Respect the Premise
Blades in the Dark is a game of urban fantasy skullduggery with design, writing, layout, and art by John Harper with consulting design by Stras Acimovic, editing by Sean Nittner, additional work by Vandel J. Arden, Duamn Figueroa, Dylan Green, and Andrew Shields and published by Evil Hat. It was released in January of 2017. The game has codified its engine and inspired a number of additional games under the “Forged in the Dark” structure.
Blades in the Dark takes place in Doskvol, an industrialized city walled on all sides to protect its citizens from wild supernatural phenomenon. Phenomena that often sneaks right in. Blades’ urban fantasy styles as an electro/dieselpunk affair with enforcers wielding lightning hooks to snatch ghosts and occultists using whale blood as fuel. It’s an evocative premise. One so layered with spirits and demons and automatons that it can drown out the greasy thievery that the systems revolve about.
Blades’ gameplay has two acts; the score and downtime. During the score players send their filthy little bandits out on missions to acquire wealth through unscrupulous means. During downtime they deal with the fallout; heal injuries, mollify rival gangs, fend off supernatural dangers, and begin the cycle again.
Blades’ presents a variety of scoundrels and roustabouts and the gang types they can start. Effort is made with the playbooks and skills to muddy the roles, to its benefit and detriment. Is there a significant enough distinction between the Cutter, a violent killer, and the Hound, ana ambush hunter? What do assassin gangs do that makes them explicitly unique from Bravos, who do “loud” crimes? Most of the time, this isn’t that big an issue. The vibes of each playbook and gang provides theming where mechanical roles end.

• WHAT YOU WILL DO:
[a] Restate the paragraph of the review that opens "Blades' gameplay has two acts" as a short list, keeping its main facts.
[b] Answer these questions from the review, one line each:
(i) In what month and year was the game released?
(ii) What is the name of the city where the game takes place?
(iii) What do enforcers wield to snatch ghosts?
[c] Write out the passage of the review word for word, beginning at the words "Blades’ gameplay has" and ending after the words "the cycle again.".

• RECORD EXCERPTS:
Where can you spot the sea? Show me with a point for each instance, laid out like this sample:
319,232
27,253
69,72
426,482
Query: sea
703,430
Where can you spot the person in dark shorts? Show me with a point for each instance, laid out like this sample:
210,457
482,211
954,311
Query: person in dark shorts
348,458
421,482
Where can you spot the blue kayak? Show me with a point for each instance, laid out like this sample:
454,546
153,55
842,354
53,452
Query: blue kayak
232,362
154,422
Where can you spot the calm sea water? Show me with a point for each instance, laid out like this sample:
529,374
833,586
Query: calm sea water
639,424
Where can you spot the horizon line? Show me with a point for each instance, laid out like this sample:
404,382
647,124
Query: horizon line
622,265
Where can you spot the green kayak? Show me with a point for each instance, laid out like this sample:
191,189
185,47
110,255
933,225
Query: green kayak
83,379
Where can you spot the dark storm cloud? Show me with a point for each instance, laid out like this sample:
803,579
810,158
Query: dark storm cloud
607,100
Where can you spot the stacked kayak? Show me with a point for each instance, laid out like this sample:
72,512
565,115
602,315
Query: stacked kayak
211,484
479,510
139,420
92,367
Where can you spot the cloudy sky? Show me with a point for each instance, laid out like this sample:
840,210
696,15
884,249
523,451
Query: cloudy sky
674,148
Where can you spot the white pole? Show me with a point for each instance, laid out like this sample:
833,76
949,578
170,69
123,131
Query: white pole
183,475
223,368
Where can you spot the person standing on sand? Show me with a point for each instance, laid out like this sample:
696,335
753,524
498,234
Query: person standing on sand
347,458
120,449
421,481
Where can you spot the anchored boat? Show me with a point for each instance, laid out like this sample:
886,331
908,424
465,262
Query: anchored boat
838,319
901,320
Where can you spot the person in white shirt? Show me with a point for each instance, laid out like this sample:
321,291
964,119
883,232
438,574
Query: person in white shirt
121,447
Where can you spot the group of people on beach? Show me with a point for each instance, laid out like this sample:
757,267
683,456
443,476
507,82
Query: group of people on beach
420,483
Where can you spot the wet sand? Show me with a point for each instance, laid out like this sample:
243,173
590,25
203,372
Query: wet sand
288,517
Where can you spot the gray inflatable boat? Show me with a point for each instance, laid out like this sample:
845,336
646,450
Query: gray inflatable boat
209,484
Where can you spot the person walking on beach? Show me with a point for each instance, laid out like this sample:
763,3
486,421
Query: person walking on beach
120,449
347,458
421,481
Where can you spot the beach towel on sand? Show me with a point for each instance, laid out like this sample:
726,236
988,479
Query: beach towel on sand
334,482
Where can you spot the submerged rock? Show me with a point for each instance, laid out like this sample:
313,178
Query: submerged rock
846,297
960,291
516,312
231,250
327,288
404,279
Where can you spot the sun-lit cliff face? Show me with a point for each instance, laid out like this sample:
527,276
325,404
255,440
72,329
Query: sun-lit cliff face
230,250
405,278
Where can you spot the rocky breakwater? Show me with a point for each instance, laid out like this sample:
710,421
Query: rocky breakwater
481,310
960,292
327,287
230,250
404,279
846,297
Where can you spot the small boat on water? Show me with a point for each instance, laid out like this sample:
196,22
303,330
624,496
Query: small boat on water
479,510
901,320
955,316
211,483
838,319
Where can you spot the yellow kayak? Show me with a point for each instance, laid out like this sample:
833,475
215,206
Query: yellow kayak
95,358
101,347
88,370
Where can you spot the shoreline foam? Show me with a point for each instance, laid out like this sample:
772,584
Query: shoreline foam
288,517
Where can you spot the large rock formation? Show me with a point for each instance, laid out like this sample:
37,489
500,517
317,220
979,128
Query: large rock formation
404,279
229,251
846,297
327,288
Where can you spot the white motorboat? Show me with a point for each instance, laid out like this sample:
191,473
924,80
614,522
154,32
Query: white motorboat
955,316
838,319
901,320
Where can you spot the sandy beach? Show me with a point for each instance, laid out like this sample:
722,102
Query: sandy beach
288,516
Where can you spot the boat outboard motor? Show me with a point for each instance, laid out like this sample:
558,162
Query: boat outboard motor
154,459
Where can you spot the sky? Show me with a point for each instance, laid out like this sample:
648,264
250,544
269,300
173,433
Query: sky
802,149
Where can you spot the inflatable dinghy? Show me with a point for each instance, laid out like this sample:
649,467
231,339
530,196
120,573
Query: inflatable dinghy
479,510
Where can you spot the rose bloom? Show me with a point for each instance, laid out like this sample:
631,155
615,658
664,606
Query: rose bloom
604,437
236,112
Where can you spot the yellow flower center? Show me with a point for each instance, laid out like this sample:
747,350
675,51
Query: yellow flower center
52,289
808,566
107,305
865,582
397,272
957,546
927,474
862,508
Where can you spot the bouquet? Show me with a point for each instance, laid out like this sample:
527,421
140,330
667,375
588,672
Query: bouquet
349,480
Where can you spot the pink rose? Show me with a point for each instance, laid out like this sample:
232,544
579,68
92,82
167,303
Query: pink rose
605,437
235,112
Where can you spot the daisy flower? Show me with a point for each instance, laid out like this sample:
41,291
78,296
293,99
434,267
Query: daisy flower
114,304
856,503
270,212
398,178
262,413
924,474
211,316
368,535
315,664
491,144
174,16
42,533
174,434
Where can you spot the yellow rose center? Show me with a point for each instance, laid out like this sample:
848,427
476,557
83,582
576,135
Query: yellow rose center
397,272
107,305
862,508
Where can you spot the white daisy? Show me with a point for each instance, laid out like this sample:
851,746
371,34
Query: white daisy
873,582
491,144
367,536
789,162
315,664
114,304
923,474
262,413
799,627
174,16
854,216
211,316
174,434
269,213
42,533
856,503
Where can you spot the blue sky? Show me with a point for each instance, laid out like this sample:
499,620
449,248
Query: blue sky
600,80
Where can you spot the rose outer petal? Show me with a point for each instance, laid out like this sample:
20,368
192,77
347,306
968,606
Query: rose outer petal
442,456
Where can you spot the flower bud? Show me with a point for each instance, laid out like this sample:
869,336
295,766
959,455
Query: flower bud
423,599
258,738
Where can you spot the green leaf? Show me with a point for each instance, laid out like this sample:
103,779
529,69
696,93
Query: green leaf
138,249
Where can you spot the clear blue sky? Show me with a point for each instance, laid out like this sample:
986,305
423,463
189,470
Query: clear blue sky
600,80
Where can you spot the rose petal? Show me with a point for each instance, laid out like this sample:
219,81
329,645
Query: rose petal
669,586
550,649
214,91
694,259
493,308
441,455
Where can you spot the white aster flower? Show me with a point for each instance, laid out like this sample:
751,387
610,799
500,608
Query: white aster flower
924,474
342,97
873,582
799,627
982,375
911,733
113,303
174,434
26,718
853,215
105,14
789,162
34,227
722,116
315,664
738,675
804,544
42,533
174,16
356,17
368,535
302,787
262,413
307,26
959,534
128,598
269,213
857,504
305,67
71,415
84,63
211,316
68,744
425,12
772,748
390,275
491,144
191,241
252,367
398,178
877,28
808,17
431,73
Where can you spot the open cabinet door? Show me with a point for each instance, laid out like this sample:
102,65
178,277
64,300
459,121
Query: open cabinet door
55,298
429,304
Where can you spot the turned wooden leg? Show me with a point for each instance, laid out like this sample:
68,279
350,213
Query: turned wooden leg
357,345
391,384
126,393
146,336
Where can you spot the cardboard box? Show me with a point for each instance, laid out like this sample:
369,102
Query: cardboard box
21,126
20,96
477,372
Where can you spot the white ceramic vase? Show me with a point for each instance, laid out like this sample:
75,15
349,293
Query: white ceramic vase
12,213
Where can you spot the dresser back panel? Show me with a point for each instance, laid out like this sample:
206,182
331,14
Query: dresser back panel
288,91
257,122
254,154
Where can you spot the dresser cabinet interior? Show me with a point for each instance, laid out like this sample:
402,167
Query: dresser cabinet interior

• ANSWERS PROVIDED:
[a]
- The gameplay has two acts: the score and downtime.
- Score: players send their bandits on missions to gain wealth through unscrupulous means.
- Downtime: players deal with the fallout by healing injuries, mollifying rival gangs, and fending off supernatural dangers, then begin the cycle again.

[b]
(i) January 2017
(ii) Doskvol
(iii) Lightning hooks

[c]
Blades’ gameplay has two acts; the score and downtime. During the score players send their filthy little bandits out on missions to acquire wealth through unscrupulous means. During downtime they deal with the fallout; heal injuries, mollify rival gangs, fend off supernatural dangers, and begin the cycle again.